> Directions
Lines from the one containing "One pin marks each instance of the green" through the last line of the data below are to be returned exactly; leave out the rest.

(Stored dataset items)
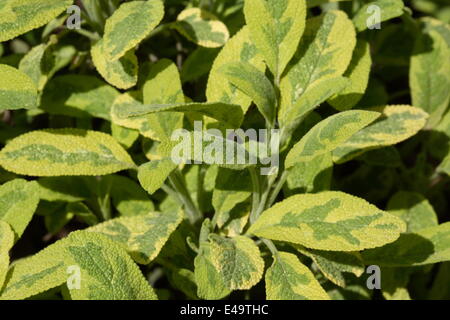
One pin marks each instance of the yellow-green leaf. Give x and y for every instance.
(202, 28)
(17, 90)
(59, 152)
(328, 220)
(289, 279)
(329, 134)
(397, 123)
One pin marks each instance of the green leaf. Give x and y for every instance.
(202, 28)
(329, 220)
(102, 264)
(17, 90)
(143, 236)
(6, 243)
(237, 261)
(426, 246)
(289, 279)
(255, 84)
(276, 27)
(414, 209)
(18, 201)
(358, 72)
(83, 96)
(398, 123)
(131, 23)
(21, 16)
(59, 152)
(429, 75)
(121, 73)
(388, 9)
(238, 49)
(314, 75)
(329, 134)
(152, 174)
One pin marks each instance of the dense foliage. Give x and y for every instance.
(352, 98)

> Result of the exercise
One pin marks each instance of the green leaf. Give x and y for every instance.
(202, 28)
(329, 220)
(102, 264)
(17, 90)
(143, 236)
(6, 243)
(237, 261)
(426, 246)
(289, 279)
(255, 84)
(276, 27)
(414, 209)
(18, 201)
(358, 72)
(83, 96)
(398, 123)
(131, 23)
(21, 16)
(59, 152)
(429, 75)
(121, 73)
(388, 9)
(238, 49)
(314, 75)
(329, 134)
(152, 174)
One pin marks each instance of the dense foliage. Give x and y for every instance.
(352, 98)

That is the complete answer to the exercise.